DEINE AUFGABE: Ordne das gesamte Material unten als JSON-Liste von Zeichenketten an, mit einer Zeichenkette je Zeile. Leerzeilen werden ausgelassen.

VORLIEGENDES MATERIAL:
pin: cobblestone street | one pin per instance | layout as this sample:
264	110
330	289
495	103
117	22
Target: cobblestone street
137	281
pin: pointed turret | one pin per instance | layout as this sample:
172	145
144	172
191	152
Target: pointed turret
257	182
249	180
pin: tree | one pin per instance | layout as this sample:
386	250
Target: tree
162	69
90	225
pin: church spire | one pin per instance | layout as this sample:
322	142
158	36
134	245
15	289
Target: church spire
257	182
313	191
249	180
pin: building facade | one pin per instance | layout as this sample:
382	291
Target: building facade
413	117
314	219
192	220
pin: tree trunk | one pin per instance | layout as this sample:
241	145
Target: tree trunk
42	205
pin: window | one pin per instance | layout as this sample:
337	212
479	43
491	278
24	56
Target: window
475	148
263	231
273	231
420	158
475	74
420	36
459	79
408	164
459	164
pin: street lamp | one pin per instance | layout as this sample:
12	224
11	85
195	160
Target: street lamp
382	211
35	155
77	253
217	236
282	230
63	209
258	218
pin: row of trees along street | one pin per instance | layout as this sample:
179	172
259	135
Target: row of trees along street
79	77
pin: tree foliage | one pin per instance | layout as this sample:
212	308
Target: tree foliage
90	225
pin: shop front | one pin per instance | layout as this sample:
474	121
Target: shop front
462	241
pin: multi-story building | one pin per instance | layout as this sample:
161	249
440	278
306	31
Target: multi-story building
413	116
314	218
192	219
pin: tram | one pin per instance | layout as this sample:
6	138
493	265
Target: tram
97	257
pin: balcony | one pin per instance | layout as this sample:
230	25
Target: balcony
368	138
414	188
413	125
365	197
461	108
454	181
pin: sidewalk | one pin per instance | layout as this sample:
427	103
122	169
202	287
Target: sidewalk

VOLLSTÄNDIGE ANTWORT:
[
  "pin: cobblestone street | one pin per instance | layout as this sample:",
  "264\t110",
  "330\t289",
  "495\t103",
  "117\t22",
  "Target: cobblestone street",
  "137\t281",
  "pin: pointed turret | one pin per instance | layout as this sample:",
  "172\t145",
  "144\t172",
  "191\t152",
  "Target: pointed turret",
  "257\t182",
  "249\t180",
  "pin: tree | one pin per instance | layout as this sample:",
  "386\t250",
  "Target: tree",
  "162\t69",
  "90\t225",
  "pin: church spire | one pin per instance | layout as this sample:",
  "322\t142",
  "158\t36",
  "134\t245",
  "15\t289",
  "Target: church spire",
  "257\t182",
  "313\t191",
  "249\t180",
  "pin: building facade | one pin per instance | layout as this sample:",
  "382\t291",
  "Target: building facade",
  "413\t117",
  "314\t219",
  "192\t220",
  "pin: tree trunk | one pin per instance | layout as this sample:",
  "241\t145",
  "Target: tree trunk",
  "42\t205",
  "pin: window | one pin per instance | layout as this sample:",
  "337\t212",
  "479\t43",
  "491\t278",
  "24\t56",
  "Target: window",
  "475\t148",
  "263\t231",
  "273\t231",
  "420\t158",
  "475\t74",
  "420\t36",
  "459\t79",
  "408\t164",
  "459\t164",
  "pin: street lamp | one pin per instance | layout as this sample:",
  "12\t224",
  "11\t85",
  "195\t160",
  "Target: street lamp",
  "382\t211",
  "35\t155",
  "77\t253",
  "217\t236",
  "282\t230",
  "63\t209",
  "258\t218",
  "pin: row of trees along street | one pin per instance | layout as this sample:",
  "179\t172",
  "259\t135",
  "Target: row of trees along street",
  "79\t77",
  "pin: tree foliage | one pin per instance | layout as this sample:",
  "212\t308",
  "Target: tree foliage",
  "90\t225",
  "pin: shop front | one pin per instance | layout as this sample:",
  "474\t121",
  "Target: shop front",
  "462\t241",
  "pin: multi-story building | one pin per instance | layout as this sample:",
  "161\t249",
  "440\t278",
  "306\t31",
  "Target: multi-story building",
  "413\t116",
  "314\t218",
  "192\t219",
  "pin: tram | one pin per instance | layout as this sample:",
  "6\t138",
  "493\t265",
  "Target: tram",
  "97\t257",
  "pin: balcony | one pin per instance | layout as this sample:",
  "230\t25",
  "Target: balcony",
  "368\t138",
  "414\t188",
  "413\t125",
  "365\t197",
  "461\t108",
  "454\t181",
  "pin: sidewalk | one pin per instance | layout as this sample:",
  "427\t103",
  "122\t169",
  "202\t287",
  "Target: sidewalk"
]